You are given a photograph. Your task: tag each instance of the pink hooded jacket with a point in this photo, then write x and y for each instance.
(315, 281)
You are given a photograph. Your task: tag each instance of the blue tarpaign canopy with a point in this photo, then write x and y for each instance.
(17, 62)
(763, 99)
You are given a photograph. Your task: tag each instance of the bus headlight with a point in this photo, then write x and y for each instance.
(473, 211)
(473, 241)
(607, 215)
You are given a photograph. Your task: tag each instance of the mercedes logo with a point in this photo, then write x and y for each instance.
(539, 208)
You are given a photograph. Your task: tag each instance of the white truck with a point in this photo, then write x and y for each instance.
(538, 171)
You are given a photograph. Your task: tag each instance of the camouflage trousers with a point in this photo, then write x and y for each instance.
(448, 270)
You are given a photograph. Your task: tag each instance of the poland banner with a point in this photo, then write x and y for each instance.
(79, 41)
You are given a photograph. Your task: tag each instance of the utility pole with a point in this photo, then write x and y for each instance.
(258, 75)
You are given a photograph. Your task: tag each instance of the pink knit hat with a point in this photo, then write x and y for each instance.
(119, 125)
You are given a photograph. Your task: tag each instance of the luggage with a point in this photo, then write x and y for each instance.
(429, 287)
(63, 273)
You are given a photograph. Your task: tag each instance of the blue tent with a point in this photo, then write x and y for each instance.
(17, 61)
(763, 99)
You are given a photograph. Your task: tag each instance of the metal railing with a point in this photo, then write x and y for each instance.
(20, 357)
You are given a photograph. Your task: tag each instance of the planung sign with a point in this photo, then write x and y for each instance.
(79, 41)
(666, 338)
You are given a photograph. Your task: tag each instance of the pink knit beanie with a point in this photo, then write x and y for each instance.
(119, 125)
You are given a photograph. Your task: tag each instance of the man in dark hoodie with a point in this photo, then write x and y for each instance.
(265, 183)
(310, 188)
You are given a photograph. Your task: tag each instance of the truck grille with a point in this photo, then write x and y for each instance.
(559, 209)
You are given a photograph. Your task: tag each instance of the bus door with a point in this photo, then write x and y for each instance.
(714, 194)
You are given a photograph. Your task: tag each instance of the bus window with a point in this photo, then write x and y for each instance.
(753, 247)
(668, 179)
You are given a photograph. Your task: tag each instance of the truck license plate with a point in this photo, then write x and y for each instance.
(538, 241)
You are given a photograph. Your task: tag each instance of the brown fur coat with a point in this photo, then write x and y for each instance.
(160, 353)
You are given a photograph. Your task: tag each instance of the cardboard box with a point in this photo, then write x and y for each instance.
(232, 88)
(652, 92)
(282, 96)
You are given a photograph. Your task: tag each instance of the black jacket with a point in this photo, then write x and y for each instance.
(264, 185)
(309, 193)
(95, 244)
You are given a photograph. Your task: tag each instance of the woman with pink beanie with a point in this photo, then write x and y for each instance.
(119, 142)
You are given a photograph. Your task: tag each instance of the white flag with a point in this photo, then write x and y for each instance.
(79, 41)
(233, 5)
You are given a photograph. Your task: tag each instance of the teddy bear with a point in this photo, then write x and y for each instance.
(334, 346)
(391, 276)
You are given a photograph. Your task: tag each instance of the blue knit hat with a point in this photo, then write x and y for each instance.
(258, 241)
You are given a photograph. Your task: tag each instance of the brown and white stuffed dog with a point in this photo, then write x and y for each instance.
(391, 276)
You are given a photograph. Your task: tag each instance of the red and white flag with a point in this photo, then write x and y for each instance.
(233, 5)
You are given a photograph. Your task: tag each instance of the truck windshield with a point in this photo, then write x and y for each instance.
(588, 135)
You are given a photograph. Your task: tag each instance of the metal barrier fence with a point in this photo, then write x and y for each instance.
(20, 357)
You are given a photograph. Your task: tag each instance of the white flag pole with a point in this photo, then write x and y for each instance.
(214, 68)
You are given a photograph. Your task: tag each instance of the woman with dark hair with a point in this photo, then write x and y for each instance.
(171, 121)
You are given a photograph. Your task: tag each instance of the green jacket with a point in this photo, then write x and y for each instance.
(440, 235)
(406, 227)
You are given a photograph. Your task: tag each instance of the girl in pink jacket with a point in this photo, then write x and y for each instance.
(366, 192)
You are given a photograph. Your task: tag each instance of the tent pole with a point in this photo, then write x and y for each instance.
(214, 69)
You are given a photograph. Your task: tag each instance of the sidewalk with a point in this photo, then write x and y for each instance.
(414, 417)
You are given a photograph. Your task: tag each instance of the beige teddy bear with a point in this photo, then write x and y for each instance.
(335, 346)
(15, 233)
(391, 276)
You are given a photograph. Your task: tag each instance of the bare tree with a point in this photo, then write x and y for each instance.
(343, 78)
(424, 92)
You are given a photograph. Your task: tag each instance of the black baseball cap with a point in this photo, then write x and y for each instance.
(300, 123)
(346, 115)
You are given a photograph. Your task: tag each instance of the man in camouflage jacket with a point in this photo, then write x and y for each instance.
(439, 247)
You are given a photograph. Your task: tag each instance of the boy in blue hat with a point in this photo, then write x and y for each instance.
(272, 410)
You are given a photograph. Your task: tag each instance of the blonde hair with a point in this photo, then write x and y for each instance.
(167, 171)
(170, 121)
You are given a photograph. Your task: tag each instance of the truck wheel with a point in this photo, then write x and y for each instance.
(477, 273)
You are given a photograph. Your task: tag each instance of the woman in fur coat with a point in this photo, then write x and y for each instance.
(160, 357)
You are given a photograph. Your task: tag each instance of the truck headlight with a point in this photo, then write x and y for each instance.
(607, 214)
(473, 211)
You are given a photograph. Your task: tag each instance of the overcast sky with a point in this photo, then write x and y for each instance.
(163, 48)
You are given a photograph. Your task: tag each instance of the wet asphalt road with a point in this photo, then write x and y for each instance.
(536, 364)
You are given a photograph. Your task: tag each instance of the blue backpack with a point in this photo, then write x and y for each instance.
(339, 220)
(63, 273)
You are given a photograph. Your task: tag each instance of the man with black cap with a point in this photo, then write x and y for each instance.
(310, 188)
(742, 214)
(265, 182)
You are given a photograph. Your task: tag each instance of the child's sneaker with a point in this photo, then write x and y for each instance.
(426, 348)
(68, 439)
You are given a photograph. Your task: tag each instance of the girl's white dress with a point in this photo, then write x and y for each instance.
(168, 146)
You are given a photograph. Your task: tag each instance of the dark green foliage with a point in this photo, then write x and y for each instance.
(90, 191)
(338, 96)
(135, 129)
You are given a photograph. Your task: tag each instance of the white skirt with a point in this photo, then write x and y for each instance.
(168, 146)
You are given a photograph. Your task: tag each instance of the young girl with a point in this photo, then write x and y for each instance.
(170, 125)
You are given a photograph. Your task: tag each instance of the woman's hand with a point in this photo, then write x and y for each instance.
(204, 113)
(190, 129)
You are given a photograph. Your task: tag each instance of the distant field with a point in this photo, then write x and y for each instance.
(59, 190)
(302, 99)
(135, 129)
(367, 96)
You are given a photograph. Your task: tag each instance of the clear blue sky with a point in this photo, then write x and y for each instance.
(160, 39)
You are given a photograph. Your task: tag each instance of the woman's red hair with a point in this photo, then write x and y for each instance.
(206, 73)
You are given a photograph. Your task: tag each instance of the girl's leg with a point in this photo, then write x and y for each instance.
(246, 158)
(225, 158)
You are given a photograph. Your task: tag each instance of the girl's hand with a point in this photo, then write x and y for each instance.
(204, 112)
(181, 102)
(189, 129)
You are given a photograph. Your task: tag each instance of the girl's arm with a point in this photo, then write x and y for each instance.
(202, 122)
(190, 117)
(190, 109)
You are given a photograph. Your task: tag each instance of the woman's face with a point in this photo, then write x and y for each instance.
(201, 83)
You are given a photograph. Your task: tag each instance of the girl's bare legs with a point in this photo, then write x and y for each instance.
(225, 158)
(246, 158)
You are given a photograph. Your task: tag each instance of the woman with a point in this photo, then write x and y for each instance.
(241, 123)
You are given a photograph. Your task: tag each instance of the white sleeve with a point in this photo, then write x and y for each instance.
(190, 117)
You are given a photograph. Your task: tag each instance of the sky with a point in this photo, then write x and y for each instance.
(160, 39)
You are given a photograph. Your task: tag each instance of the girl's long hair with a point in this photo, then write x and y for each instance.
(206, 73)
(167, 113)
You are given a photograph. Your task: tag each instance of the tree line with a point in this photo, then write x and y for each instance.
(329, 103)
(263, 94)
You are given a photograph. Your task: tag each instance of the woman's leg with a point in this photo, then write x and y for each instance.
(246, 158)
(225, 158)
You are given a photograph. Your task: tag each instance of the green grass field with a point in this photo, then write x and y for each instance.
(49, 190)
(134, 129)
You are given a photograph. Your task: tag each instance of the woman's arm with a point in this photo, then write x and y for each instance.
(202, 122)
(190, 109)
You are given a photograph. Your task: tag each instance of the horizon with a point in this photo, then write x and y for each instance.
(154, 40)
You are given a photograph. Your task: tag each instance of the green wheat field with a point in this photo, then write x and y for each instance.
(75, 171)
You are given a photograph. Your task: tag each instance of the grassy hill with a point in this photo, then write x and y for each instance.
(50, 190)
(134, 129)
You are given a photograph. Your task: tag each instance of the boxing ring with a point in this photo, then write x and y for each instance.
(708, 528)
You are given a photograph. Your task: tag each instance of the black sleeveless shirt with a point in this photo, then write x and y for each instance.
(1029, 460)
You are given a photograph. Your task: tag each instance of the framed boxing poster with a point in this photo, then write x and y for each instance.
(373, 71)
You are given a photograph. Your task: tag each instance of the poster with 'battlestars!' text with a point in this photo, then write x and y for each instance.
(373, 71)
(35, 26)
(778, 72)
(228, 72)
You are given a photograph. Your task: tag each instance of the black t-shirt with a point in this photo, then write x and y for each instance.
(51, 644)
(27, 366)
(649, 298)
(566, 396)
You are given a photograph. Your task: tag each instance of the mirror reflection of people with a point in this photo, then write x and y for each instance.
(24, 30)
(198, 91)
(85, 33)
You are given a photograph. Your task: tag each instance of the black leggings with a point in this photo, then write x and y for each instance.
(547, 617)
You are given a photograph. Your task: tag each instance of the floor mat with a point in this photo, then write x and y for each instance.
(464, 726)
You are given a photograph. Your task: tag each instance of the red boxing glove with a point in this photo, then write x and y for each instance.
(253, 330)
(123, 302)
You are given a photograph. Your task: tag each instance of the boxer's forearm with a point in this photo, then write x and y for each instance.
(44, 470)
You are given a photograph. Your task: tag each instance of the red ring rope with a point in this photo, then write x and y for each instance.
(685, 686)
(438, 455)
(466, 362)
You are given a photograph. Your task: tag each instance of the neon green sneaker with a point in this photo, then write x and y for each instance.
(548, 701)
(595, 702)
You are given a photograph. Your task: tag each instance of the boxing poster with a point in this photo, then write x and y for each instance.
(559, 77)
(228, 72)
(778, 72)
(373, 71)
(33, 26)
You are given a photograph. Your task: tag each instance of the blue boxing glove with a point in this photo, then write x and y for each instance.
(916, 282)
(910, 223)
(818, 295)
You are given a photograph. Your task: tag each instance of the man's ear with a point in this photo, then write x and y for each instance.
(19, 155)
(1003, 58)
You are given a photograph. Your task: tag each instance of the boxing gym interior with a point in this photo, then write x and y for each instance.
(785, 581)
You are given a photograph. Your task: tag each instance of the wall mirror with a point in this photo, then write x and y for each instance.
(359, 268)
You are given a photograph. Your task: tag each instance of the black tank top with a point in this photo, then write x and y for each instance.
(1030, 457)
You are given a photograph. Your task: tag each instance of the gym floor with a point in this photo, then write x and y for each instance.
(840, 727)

_____

**Problem requirements**
Copy exactly the lines running from the one that holds "of the neon" to the last line of the listing above. Include both of those lines.

**Answer to this problem**
You are given a photograph. Your task: tag each instance of the neon green sneaker with a point in this photo, then write x and y for each instance.
(548, 701)
(595, 702)
You are given a photograph. Your task: tag each instance of the boxing poster with a point in this photo, then write x and y for each instance.
(559, 77)
(228, 72)
(778, 72)
(373, 71)
(33, 26)
You are given a photograph. Your task: tag each instance of the blue boxing glove with a point in this photo, then write x and y for each instance.
(916, 282)
(910, 223)
(818, 295)
You are given a photograph. Your task: tag each instance of the man's ear with a point in this photo, then write x and y for each instance.
(19, 155)
(1003, 58)
You are given a photograph. Your task: tag each instance of the boxing gym interior with a point in this photo, then write x and y for each instance.
(785, 581)
You are given a photograph. Your task: tag each instance of the wall mirror with a point in this photo, then write x and y for each instance.
(359, 268)
You are given a photograph. Your task: tag each instance of the black tank top with a point in this photo, then write x and y for each instance.
(1030, 457)
You are given a photograph. Your task: tag each instance of the gym floor with a point in this photo, then write x and y for each instance.
(840, 727)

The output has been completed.